I wonder how the dj would have felt if the photographer plugged their ipod into some bose speakers and started playing some song's


----------



## Derrel

480sparky said:


> Would someone please define 'professional camera equipment'?
> 
> That said, the contract was between the couple and the photographer.  The DJ is not a party to that contract and is under no obligation to oblige by it.



HERE is the very little bit that F/stoppers wrote about this, beginning with an excerpt from the contract the photographer had the bride and groom sign:

"_This agreement contains the entire understanding between Carly Fuller Photography and the CLIENT. It supersedes all prior and simultaneous agreements between the parties. It is understood Carly Fuller Photography is the exclusive official photographer retained to perform the photographic services requested on this Contract._"

Rochon says he was indeed photographing at the wedding, but believes that this whole thing was a “huge misunderstanding.”

“Either the bride and groom didn’t know of the clause, or they knew and didn’t tell me,” he tells PetaPixel. “The client was the bride and groom, and the bride and groom never told me I couldn’t bring a camera. The photographer wasn’t my client, and I didn’t have a contract with the photographer. I do have the right to take pictures.”

“When she delivers the photos she shot, she’s still delivering what she was hired to deliver,” he adds.
                                                               ##################
Without more information, it's pretty difficult to say if there has been a real breach of contract. Lawyering skills and actual laws in place would probably determine what damages or legal remedies might apply in this case, if it ever gets to court or to arbitration.


----------



## robbins.photo

It will be interesting to see how this all sorts out.  Quite a few interesting legal issues here.  My guess is the photographer will likely win this one, while the DJ did not have a contract with the photographer the bride and groom did, and the DJ was in the bride and grooms employ at the time of the event.
* * * * *
→ REQUIRED WORK:
- a) In the wedding photography thread, rewrite the paragraph that begins "Without more information" in fewer words, keeping its main points.
- b) Add the next part of the wedding photography thread, starting right after its final sentence.

[Data items]
* * * * *
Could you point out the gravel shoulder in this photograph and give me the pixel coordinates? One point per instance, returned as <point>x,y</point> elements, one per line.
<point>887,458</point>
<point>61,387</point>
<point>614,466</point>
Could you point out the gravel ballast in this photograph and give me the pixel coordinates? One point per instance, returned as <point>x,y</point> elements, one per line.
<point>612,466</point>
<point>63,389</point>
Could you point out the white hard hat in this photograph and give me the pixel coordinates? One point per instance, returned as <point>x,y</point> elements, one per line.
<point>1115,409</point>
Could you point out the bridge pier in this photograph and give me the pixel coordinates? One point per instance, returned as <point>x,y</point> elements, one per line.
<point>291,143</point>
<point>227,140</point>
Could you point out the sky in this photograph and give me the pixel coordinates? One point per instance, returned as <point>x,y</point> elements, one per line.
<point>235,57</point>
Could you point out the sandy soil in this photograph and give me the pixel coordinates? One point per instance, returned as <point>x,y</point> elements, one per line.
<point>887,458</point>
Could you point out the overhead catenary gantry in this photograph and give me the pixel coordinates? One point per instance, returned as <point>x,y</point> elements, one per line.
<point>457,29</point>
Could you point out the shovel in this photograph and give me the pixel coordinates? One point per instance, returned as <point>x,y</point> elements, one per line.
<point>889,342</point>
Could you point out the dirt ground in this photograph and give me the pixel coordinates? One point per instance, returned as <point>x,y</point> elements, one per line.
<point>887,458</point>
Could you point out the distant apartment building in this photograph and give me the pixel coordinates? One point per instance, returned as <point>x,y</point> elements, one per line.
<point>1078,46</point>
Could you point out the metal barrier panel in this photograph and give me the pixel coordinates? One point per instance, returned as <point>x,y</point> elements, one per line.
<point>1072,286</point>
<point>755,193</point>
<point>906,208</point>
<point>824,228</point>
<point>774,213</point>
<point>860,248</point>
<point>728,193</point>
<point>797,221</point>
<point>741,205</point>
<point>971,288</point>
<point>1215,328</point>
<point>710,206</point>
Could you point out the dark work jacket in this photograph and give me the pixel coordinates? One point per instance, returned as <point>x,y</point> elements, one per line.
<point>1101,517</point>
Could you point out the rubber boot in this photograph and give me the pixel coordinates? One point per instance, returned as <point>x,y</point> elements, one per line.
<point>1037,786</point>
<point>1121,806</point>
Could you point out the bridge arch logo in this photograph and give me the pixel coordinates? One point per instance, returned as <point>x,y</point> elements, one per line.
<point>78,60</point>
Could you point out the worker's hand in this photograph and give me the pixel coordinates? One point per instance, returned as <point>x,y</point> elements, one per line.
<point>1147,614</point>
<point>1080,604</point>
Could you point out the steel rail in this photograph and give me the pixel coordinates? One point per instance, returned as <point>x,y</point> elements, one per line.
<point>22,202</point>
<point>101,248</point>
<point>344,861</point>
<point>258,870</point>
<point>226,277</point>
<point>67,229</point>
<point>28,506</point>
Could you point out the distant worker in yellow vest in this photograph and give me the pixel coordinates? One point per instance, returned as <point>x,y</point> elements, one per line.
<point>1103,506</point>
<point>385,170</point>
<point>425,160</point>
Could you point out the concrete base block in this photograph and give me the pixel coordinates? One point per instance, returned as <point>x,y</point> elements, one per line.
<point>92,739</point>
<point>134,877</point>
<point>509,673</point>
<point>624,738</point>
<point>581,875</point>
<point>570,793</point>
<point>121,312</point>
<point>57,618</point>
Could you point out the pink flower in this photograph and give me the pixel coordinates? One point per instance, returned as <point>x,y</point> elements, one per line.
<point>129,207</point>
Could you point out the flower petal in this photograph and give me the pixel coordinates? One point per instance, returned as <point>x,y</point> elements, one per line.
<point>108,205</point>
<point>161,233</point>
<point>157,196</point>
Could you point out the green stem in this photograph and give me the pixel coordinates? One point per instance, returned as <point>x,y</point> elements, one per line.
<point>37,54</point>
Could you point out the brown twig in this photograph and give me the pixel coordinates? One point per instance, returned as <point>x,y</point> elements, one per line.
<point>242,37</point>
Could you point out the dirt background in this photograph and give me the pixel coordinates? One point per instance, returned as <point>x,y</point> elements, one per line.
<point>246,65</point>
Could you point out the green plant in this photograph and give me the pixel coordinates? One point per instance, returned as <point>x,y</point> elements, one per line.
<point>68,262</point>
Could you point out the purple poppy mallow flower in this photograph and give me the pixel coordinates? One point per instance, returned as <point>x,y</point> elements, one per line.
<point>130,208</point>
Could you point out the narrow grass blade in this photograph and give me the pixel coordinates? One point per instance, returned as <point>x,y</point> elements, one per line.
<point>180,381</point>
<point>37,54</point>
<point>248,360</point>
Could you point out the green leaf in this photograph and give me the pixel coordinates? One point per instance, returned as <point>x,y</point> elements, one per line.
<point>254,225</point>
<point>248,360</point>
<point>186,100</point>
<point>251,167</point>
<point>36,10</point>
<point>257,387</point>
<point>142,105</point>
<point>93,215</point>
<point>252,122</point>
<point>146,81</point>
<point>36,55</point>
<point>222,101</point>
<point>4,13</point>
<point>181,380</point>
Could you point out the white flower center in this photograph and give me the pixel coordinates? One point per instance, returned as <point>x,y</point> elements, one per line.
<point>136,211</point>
* * * * *
→ ANSWERS:
- a) It's hard to tell from so little information whether the contract was really broken. If the case reaches court or arbitration, the lawyers' skill and the laws that apply would likely decide any damages or remedies.

- b)
----------



## dcbear78

I often carry a 1980's boombox with my to create my own ambience.... He'd have no qualms with that right?


----------



## 480sparky

dcbear78 said:


> I often carry a 1980's boombox with my to create my own ambience.... He'd have no qualms with that right?



Depends on if his contract with the bridge & groom (not YOU!) says he's the only one allowed to play music with "professional audio equipment".


----------



## robbins.photo

dcbear78 said:


> I often carry a 1980's boombox with my to create my own ambience.... He'd have no qualms with that right?



If he did you could always use it as a weapon in self defense.  Those things weighed a ton.


----------



## Vtec44

Personally, I don't think the contract has been breached since he is not the client.  However, as a professional curtesy you don't overstep your boundary and should just do what you're hired to do best.  I've had make up artists/DJ/coordinator that brought their own photographer without issues.  However, they didn't share 200+ photos and have a photography side gig like this DJ.  It's a great way to get back listed.  LOL


----------



## robbins.photo

Vtec44 said:


> Personally, I don't think the contract has been breached since he is not the client.  However, as a professional curtesy you don't overstep your boundary and should just do what you're hired to do best.  I've had make up artists/DJ/coordinator that brought their own photographer without issues.  However, they didn't share 200+ photos and have a photography side gig like this DJ.  It's a great way to get back listed.  LOL



I think the only thing that might override that is the fact that he was in the employ of the client who did sign a contract stating that the only pictures that could be used commercially from the event were that of the photographer.  It's a bit murky legally, but I'm guessing that most likely the fact that he was there in the employ of the couple that signed the contract will obligate him to not use the photos commercially.

It will be interesting to see what a judge decides though, that's really my best guess from what I've read thus far.


----------



## rexbobcat

This guy has the audacity to write a passive-aggressive letter about how they're the victims in all this. They were hired to DJ. They weren't hired to "promote" the event or the photographer. He wasn't taking photos in the context of his DJing. He was photographing the actual wedding itself. If it was for "promotion," then he would have been taking photos to promote what he was hired to do.

Posting *230* watermarked photos on Facebook and offering them as a gift to the bride isn't just promoting.

It seems to me that he was taking photos in a professional capacity, but he's trying to point all the attention to the mean old photographer.


----------



## rexbobcat

480sparky said:


> Would someone please define 'professional camera equipment'?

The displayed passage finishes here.